**Prompt 1**: List the levels of the home that the house passage describes.
**Prompt 2**: Using the house passage, explain why the designers gave the home a V-shaped floor plan.
**Prompt 3**: In the house passage, which rooms do the naturally occurring walls of rock penetrate?

Fortunately for Wingårdh's clients, he and colleagues Karin Wingårdh, Danuta Nielsen, and Joakim Lyth found a way to make the project work within the community's guidelines. They did it by blasting out part of the rocky, sloped site and embedding the house into centuries-old layers of granite. Because the craggy, cottage-dotted landscape stretches out to the north, east, and south, they designed a V-shaped floor plan for sight lines in every direction. “The plan was dictated by the site, by where the nice views are and to avoid disturbing the views from other houses,” Wingårdh says. By nestling the open end of the “V” into the hillside and tapering the rooflines according to the slope of the land, they eked out enough vertical space for three stories—a top-floor office loft, a main level, and a below-grade bedroom level. Nowhere on the site does the home rise more than one floor above the ground level at that particular spot, so technically the project conforms to the single-story requirement. “It was sort of bending the rules,” Gert Wingårdh admits. Their maneuverings also led to the home's most striking feature: the naturally occurring walls of rock that penetrate the master bathroom and lounge.

[Entries pointing to named objects]

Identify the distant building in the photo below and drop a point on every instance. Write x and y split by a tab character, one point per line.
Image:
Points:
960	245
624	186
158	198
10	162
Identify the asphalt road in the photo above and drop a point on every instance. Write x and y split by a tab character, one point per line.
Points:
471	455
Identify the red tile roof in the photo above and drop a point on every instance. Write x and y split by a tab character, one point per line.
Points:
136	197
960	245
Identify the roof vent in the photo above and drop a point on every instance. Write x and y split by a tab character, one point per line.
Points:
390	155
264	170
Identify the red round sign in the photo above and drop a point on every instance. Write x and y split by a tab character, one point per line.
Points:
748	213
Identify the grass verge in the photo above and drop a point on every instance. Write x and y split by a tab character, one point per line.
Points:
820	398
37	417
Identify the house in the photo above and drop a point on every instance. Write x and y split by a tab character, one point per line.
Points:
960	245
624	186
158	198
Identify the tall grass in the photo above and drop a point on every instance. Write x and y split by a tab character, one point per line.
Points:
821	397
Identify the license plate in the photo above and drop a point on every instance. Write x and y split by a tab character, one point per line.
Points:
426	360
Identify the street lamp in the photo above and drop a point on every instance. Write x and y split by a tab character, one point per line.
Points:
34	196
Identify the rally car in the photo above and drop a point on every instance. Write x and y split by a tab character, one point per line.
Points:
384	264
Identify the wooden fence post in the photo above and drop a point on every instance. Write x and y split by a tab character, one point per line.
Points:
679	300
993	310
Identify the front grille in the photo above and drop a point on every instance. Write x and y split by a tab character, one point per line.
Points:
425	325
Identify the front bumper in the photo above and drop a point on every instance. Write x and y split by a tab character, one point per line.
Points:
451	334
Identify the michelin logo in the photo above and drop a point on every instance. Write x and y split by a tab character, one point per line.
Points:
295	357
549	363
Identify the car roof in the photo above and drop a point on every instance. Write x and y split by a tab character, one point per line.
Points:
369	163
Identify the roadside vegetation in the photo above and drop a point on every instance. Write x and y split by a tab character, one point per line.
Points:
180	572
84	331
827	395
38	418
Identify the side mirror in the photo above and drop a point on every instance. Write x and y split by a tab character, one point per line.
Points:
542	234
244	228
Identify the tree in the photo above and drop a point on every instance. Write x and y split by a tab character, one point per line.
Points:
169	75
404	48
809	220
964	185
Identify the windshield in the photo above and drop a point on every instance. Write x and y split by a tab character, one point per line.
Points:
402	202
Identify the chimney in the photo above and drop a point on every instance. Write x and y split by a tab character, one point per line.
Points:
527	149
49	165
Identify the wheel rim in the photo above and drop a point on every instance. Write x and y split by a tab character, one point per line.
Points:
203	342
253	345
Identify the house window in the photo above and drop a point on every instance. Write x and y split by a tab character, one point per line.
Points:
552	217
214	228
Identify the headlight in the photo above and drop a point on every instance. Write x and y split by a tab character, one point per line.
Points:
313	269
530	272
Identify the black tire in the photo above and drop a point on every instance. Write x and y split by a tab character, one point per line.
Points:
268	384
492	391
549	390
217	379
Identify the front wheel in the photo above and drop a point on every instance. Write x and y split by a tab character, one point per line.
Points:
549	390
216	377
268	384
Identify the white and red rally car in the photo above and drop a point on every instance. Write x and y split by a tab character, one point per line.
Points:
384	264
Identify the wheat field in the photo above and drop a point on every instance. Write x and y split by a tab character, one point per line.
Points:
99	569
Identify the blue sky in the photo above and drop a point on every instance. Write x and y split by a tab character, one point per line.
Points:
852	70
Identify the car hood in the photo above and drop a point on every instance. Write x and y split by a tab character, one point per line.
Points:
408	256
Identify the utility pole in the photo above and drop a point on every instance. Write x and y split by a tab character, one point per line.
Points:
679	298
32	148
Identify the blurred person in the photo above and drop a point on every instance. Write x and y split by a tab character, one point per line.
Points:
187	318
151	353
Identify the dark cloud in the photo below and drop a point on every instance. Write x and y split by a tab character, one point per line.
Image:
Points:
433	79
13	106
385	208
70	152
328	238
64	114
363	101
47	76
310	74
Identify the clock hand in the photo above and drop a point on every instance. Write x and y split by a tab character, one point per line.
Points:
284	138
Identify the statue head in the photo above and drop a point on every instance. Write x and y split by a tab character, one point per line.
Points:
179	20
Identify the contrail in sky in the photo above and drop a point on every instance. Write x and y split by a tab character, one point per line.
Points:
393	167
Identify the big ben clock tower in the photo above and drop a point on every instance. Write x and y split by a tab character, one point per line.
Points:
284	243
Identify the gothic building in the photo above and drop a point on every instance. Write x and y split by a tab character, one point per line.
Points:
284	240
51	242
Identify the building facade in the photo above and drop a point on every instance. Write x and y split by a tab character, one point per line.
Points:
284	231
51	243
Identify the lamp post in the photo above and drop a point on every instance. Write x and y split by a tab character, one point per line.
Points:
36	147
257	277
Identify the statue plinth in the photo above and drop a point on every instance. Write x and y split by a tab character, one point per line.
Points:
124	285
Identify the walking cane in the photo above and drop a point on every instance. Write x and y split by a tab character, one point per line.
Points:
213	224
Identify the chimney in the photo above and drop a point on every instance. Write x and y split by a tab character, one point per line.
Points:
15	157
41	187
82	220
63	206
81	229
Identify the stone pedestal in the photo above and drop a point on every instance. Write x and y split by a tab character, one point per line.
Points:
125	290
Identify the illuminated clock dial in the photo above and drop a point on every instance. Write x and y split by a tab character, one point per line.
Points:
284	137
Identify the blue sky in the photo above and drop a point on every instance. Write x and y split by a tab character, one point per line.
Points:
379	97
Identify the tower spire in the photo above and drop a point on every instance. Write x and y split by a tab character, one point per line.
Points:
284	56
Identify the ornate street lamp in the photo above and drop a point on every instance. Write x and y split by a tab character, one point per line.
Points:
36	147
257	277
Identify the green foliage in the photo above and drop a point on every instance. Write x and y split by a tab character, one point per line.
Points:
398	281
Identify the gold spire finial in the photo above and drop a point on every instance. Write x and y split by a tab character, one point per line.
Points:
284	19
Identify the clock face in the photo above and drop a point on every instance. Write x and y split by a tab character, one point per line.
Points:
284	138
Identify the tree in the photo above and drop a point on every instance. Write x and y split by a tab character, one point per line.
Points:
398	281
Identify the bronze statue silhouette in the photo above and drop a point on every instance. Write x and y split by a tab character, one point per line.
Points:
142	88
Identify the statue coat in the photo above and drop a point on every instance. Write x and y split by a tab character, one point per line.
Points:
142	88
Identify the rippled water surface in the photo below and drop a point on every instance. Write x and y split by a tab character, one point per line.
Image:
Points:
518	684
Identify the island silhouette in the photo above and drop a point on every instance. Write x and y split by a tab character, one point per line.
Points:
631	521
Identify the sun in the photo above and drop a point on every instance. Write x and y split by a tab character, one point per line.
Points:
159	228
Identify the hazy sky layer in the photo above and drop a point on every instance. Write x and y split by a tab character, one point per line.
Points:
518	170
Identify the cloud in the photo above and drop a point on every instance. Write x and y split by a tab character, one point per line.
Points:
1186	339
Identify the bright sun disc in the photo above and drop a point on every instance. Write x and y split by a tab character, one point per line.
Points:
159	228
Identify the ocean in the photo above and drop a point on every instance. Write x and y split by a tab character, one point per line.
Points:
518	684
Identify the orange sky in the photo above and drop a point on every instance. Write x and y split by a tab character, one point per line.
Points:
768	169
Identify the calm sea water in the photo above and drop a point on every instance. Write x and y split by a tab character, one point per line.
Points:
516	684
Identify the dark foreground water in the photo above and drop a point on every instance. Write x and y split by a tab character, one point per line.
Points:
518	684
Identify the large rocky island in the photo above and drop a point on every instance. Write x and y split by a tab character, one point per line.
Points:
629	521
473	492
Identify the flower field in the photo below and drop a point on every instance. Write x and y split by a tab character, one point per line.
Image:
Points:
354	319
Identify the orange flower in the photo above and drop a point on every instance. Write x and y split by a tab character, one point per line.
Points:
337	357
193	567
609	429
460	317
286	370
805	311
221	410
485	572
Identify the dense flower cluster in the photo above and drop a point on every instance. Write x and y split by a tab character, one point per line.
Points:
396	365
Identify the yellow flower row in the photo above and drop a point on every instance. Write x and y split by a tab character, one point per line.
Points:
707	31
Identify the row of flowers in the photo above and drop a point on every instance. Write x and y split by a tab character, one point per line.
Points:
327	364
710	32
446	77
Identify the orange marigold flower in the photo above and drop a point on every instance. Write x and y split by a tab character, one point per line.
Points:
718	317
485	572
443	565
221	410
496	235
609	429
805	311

**Final answer 1**: A top-floor office loft, a main level, and a below-grade bedroom level.

**Final answer 2**: The landscape stretches out to the north, east, and south, so the V shape gives sight lines in every direction. According to Wingårdh, the plan followed where the nice views are and also avoided disturbing the views from other houses.

**Final answer 3**: The master bathroom and the lounge.